回忆我的父亲
我的父亲属鸡,推算一下,应该是1885年出生的人,也就是大清朝的光绪皇帝在位的时候。到宣统继位的时候,他已经是一个二十多岁的青年,也就是说他的青年时期是处在一个风云变幻的动荡年代。地处边陲的云南,也随着政治风云的变换写着自己的历史。唐继尧、李根源都是留学日本的,回到云南,成了当地一个时期的风云人物。据说因为我的父亲是独子,受到家里的约束,失去了留学的机会,但是居然也成了唐继尧麾下的一员,其中可能也经过自己的一番努力吧。

● **已存条目**
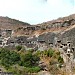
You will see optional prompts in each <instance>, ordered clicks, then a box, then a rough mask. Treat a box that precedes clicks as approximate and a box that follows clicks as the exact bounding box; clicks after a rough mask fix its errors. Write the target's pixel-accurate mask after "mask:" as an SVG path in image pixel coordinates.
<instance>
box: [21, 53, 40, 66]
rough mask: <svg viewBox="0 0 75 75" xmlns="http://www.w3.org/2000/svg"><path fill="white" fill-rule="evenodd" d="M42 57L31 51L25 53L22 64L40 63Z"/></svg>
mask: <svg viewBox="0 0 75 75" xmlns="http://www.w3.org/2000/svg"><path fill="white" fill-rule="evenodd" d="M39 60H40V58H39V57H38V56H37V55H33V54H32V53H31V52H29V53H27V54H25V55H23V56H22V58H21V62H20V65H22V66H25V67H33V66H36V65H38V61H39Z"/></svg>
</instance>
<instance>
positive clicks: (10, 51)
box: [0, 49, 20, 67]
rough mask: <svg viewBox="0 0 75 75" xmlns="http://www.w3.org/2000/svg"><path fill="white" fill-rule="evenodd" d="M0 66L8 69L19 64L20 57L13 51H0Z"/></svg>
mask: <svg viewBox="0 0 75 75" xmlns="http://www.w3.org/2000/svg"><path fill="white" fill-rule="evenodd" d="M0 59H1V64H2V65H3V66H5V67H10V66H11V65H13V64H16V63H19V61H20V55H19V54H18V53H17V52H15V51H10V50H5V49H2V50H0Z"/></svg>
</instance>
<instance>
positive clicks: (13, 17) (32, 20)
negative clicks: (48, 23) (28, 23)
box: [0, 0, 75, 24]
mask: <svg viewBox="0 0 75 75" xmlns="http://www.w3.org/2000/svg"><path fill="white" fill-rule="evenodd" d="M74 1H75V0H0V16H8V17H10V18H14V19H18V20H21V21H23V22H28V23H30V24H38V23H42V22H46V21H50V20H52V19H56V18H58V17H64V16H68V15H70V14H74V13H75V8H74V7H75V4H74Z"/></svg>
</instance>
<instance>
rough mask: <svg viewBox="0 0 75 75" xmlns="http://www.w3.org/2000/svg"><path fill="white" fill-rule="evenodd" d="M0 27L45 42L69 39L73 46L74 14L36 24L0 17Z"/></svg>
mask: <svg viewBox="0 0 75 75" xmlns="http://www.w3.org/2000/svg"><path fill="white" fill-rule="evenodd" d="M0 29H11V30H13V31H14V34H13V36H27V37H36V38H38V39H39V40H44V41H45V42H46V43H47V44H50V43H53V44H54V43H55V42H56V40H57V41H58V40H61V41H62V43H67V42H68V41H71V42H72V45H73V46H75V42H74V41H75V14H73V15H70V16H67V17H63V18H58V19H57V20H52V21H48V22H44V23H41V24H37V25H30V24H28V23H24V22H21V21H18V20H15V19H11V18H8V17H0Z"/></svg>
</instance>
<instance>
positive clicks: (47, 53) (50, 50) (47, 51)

● **练习任务**
**1)** 根据回忆父亲的这篇文字,据说父亲失去留学机会的原因是什么?
**2)** 请接着回忆父亲的这篇文字,从最后一句之后往下续写。

● **参考答案**
**1)** 因为他是独子,受到家里的约束。

**2)**
我的父亲是在云南军阀唐继尧时期做的官。但是就在我出生一年之后,即1927年,云南发生兵变,军阀唐继尧下台,龙云当政。新的执政者自然要换一批新人才能得心应手地开展工作。所以原来做过云南宪兵司令部昆明地方检查厅的厅长,还作过昆明市法院院长的父亲的官运,就被划上了句号。据说,他的政治生命的最后一搏,是为了他出生不满周岁的儿子的将来,才勉强通过关系谋到一个税局局长的职务,任职的地点在距昆明不远的禄丰县;父亲的目的很明确,就是想借此机会发一点财,给儿子的前途铺平道路。不幸的是刚上任就得了不可救治的伤寒症去世。他去世的时候49岁(1934年),弟弟不满周岁,我八岁;我自己的生母是二十七岁。
大概在我出生之前祖父就已经去世了,祖母可能是在我三四岁的时候去世的。据说父亲是个孝子,年轻的时候娶了段氏母亲,生了两个女儿,大女儿起名瑜,长到十四岁,得了一个什么病夭亡了;二女儿起名瑾。说也奇怪,段氏母亲往后就再也没有怀孕,不要说儿子,就连女儿也没有希望多生一个,于是将二女儿瑾视如掌上明珠。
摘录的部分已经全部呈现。